-- start Available data --
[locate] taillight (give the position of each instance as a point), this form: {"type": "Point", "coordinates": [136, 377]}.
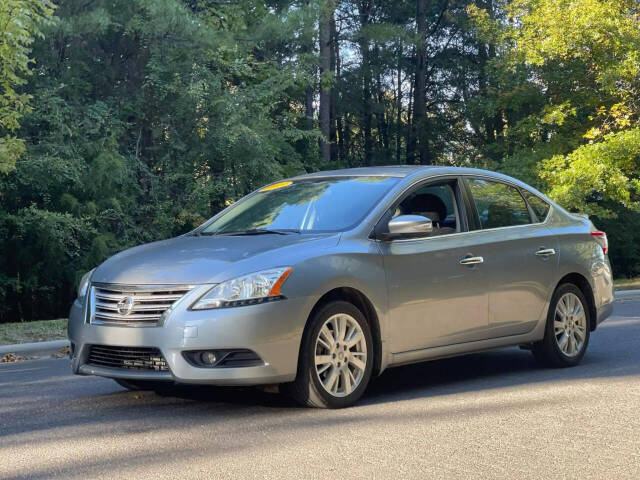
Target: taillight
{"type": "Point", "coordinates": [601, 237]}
-- end Available data --
-- start Available data --
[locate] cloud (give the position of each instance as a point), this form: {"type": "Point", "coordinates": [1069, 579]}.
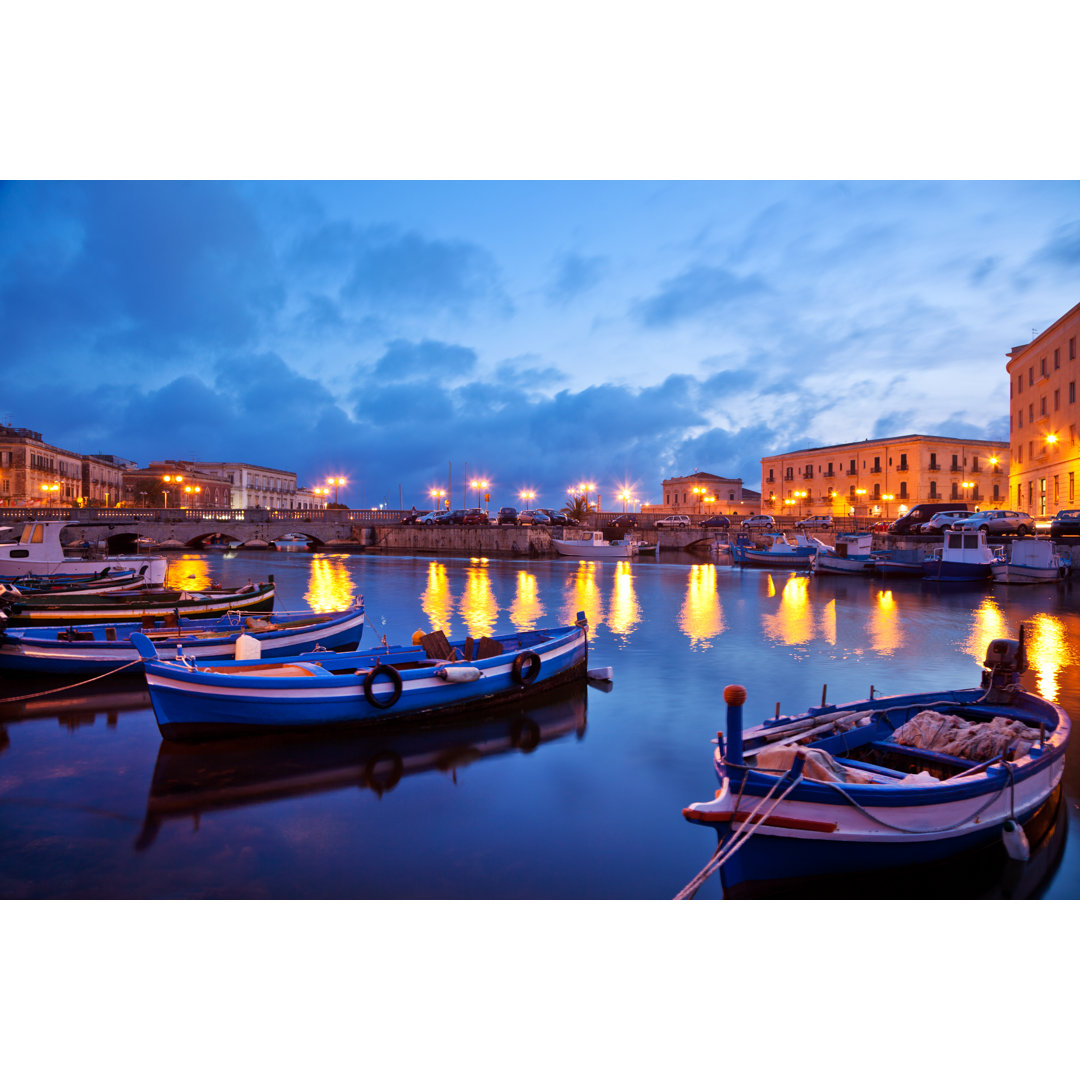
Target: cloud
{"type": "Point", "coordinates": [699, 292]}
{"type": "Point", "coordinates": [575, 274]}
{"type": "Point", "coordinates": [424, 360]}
-- end Available data --
-- start Available data --
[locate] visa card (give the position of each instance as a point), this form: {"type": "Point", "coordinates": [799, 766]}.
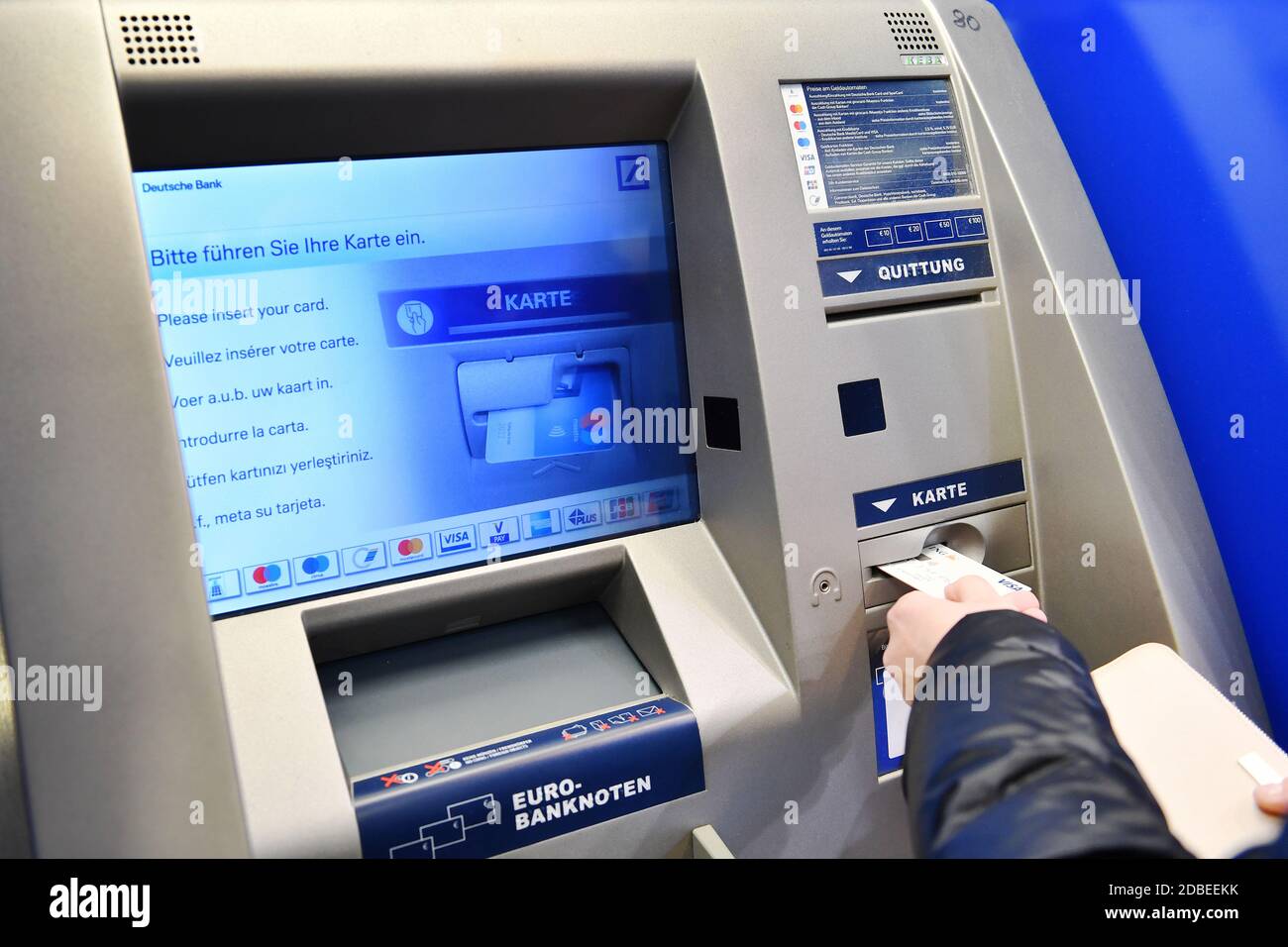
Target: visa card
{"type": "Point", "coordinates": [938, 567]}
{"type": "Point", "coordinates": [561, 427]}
-- end Available data --
◆ Job
Gather every line of the rows above that contains the string "visa". Matching is case-sensitive.

◆ Result of this exercise
[locate] visa card (give the position of each instance as a point), this form: {"type": "Point", "coordinates": [799, 766]}.
Target: visa card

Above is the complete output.